- SUPPLIED PASSAGE:
·····
Drummond appears to have made frequent returns to Britain, and seems to have had families in each country. He was elected a Fellow of the Royal Society of Edinburgh in 1789. His proposers were William Wright, James Gregory, and Prof Alexander Hamilton. His contribution to the Society (which usually then required a degree of public speaking and presentation to other Fellows) is not clear.

He died on 14 August 1804 in Westmoreland Parish in Jamaica and is buried there.

His role as physician in Savanna-la-Mer was assisted by Dr John Lindsay FRSE (1750-1803).

==Families==
Drummond appears to have had at least five families. It is unclear if any were part of a legal marriage and he had multiple illegitimate children. His marriages were:

- Name unknown, possibly a woman from the Westmoreland area
- Mary Drummond, a negro on Jamaica originally named Juno (met before 1775)
- A negro woman on Jamaica (met before 1796)
- Eleanor (met before 1797)
- Kitty (met before 1798)
·····
- SUPPLIED RECORDS:
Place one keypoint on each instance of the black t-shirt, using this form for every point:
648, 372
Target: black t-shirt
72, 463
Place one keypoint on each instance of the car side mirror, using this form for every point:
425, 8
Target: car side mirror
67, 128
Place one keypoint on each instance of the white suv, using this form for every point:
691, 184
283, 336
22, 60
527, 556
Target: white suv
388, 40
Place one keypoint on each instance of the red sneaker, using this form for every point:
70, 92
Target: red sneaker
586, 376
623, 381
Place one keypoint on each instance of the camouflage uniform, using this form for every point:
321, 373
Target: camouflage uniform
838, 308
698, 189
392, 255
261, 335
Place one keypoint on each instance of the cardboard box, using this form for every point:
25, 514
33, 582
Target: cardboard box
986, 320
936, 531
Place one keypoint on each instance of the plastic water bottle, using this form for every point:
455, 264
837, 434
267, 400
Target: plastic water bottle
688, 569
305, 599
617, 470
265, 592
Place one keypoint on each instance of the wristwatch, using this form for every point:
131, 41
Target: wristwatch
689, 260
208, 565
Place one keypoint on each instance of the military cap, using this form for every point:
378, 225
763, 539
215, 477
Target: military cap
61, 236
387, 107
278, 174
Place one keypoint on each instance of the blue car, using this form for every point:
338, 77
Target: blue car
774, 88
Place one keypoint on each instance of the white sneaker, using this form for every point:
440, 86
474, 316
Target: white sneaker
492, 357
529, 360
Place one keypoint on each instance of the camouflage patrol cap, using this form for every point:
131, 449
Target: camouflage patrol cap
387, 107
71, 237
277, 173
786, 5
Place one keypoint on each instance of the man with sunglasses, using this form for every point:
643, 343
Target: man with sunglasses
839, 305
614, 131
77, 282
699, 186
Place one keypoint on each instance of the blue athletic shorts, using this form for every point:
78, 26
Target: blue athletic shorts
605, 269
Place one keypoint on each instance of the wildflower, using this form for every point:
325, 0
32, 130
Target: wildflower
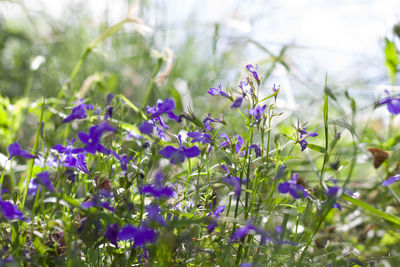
257, 149
303, 136
78, 112
141, 235
391, 180
157, 189
238, 102
393, 103
178, 155
146, 127
10, 211
15, 150
153, 212
257, 112
292, 187
208, 120
253, 71
163, 107
246, 87
213, 215
203, 137
92, 140
218, 91
112, 234
124, 160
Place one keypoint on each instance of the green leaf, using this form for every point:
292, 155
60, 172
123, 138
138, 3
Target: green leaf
361, 204
392, 59
317, 148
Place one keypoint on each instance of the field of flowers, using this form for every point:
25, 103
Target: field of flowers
96, 171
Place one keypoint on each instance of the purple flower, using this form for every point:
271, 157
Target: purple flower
141, 235
109, 98
303, 136
218, 91
246, 87
213, 215
146, 127
92, 140
393, 103
78, 112
291, 187
157, 189
257, 112
203, 137
10, 211
391, 180
238, 102
15, 150
163, 107
208, 120
253, 71
178, 155
257, 149
124, 160
112, 234
153, 212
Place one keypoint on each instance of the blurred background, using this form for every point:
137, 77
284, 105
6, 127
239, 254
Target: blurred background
192, 46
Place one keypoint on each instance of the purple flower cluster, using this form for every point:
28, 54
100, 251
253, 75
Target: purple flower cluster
393, 103
292, 187
141, 235
178, 155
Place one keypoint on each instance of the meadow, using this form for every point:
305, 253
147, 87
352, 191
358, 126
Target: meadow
115, 152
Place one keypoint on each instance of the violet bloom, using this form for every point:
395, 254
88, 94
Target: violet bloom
112, 234
157, 189
109, 98
153, 212
237, 102
124, 160
146, 127
303, 136
11, 211
15, 150
203, 137
214, 215
291, 187
141, 235
246, 87
178, 155
92, 140
78, 112
218, 91
253, 71
208, 120
393, 103
257, 112
163, 107
391, 180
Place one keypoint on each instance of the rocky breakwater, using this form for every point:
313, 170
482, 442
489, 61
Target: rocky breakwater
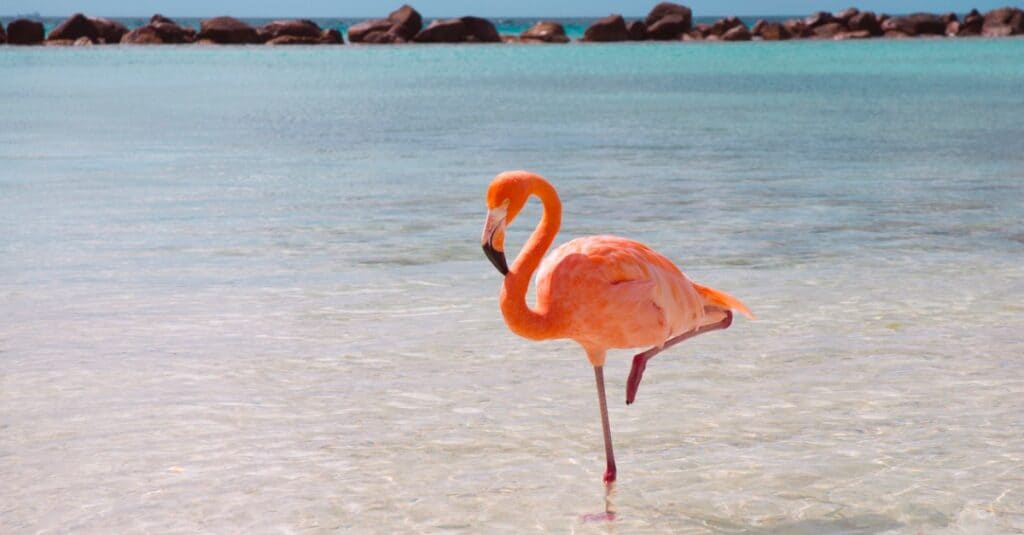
·····
- TASK LIST:
**A.** In the passage about Drummond, who assisted him in his role as physician in Savanna-la-Mer?
**B.** Please rewrite more briefly the paragraph in the passage about Drummond that begins "Drummond appears to have made frequent returns", keeping its main facts.

- TASK-BY-TASK ANSWERS:
**A.** Dr John Lindsay FRSE (1750-1803).

**B.** Drummond apparently returned to Britain often and had families in each country. In 1789 he was elected a Fellow of the Royal Society of Edinburgh on the proposal of William Wright, James Gregory, and Prof Alexander Hamilton, though his contribution to the Society is not clear.